* **Passage**
+ + + + + + +
# Description

Training a CNN to recognize music genres. CNNs work best with images but turns out, they can be pretty great for audio signals too when we consider spectograms or MFCCs to be a greyscale image with depth = 1 and take amplitudes as pixel value.

# Packages

In [1]:
import numpy as np
from utils import load_data, split_dataset
import tensorflow as tf

# Loading data

In [2]:
DATA_PATH = "preprocessed_raw_audio_data.json"

In [3]:
features, target = load_data(DATA_PATH)

In [None]:
features.shape 

(9986, 130, 13)

In [7]:
target.shape

(9986,)

In [4]:
X_train, X_val, X_test, y_train, y_val, y_test = split_dataset(X=features, y=target, t_size=0.25, v_size=0.2)

In [5]:
X_train.shape

(5991, 130, 13, 1)

# Model Definition

In [6]:
model = tf.keras.Sequential()


# first conv layer
model.add(tf.keras.layers.Conv2D(filters=32, kernel_size=(3, 3), activation= 'relu', input_shape=(X_train.shape[1], X_train.shape[2], X_train.shape[3])))
model.add(tf.keras.layers.MaxPool2D(pool_size=(3, 3), strides=(2, 2), padding="same"))
model.add(tf.keras.layers.BatchNormalization())
+ + + + + + +
Answer these from the music genre notebook:
(a) What file does DATA_PATH point to?
(b) What shape does X_train have after the split?
(c) How many filters does the first conv layer use?
The records that follow have nothing to do with this.
+ + + + + + +
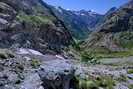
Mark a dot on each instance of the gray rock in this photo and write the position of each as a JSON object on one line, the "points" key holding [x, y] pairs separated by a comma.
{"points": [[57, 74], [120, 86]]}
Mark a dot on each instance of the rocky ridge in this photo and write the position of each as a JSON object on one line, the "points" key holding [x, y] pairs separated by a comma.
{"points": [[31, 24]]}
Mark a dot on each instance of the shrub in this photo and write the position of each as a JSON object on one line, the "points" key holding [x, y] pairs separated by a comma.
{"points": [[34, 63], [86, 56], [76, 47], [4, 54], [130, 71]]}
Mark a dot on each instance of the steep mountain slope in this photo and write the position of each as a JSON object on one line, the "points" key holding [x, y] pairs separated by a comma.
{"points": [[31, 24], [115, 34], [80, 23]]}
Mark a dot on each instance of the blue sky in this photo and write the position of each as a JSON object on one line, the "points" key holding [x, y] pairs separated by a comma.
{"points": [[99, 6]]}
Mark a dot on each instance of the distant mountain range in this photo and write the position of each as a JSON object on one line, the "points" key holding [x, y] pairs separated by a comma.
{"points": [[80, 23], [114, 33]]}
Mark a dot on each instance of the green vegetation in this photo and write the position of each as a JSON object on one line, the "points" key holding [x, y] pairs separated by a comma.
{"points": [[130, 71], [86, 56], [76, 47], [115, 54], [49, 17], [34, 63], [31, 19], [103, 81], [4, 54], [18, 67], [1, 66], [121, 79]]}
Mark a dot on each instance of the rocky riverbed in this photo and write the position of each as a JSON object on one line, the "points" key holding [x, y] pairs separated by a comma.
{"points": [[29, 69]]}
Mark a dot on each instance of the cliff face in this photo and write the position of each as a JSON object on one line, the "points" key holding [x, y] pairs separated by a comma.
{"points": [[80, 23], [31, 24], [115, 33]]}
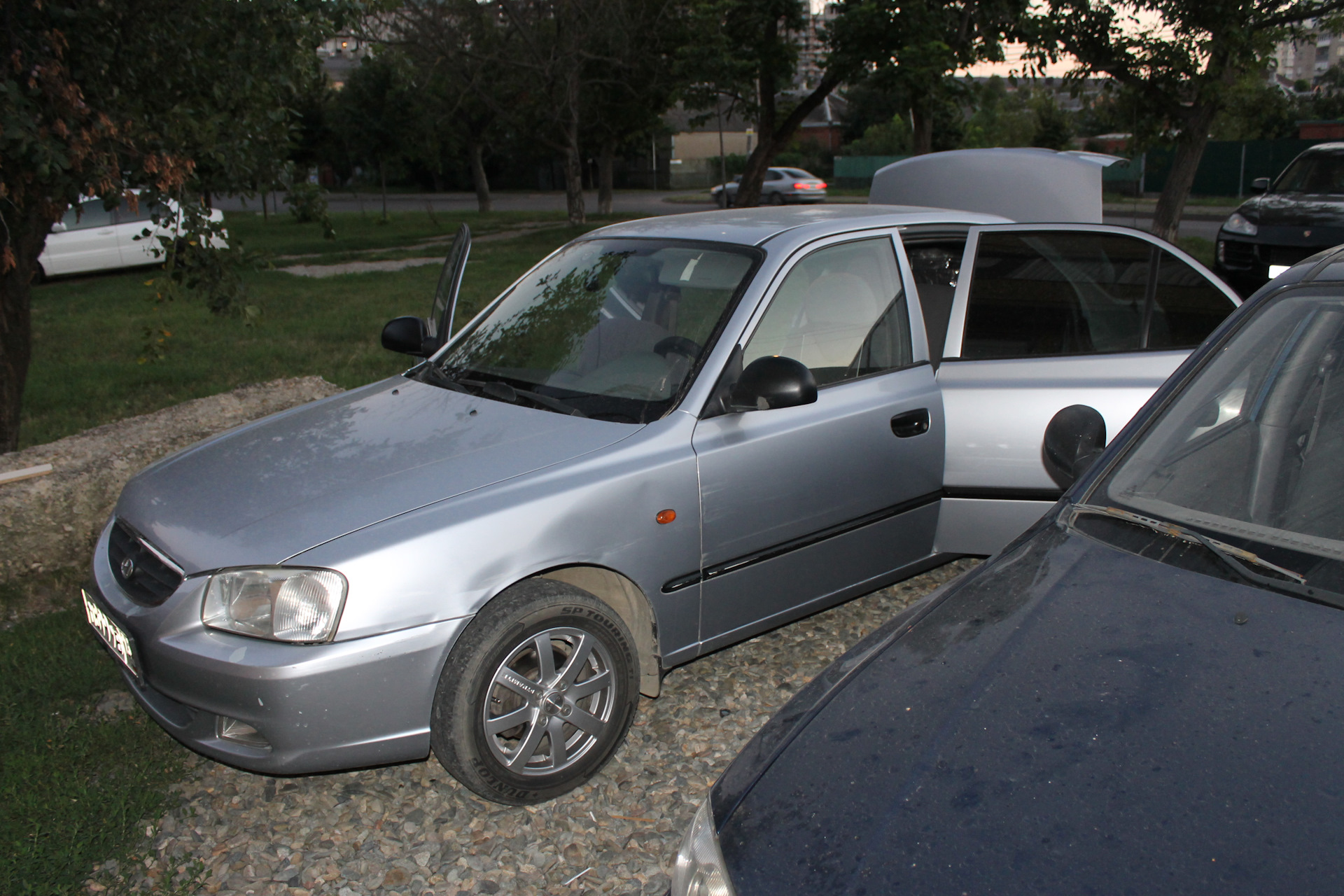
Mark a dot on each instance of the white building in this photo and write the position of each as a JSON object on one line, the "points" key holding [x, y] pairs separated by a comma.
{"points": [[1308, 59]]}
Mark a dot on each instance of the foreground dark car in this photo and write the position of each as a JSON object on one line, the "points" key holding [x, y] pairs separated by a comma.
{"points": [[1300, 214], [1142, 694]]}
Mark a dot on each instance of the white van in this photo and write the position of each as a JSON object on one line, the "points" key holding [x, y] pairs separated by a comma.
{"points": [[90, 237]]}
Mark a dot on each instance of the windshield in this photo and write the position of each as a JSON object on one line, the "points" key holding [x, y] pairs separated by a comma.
+ + + + + + +
* **Final result**
(a) preprocessed_raw_audio_data.json
(b) (5991, 130, 13, 1)
(c) 32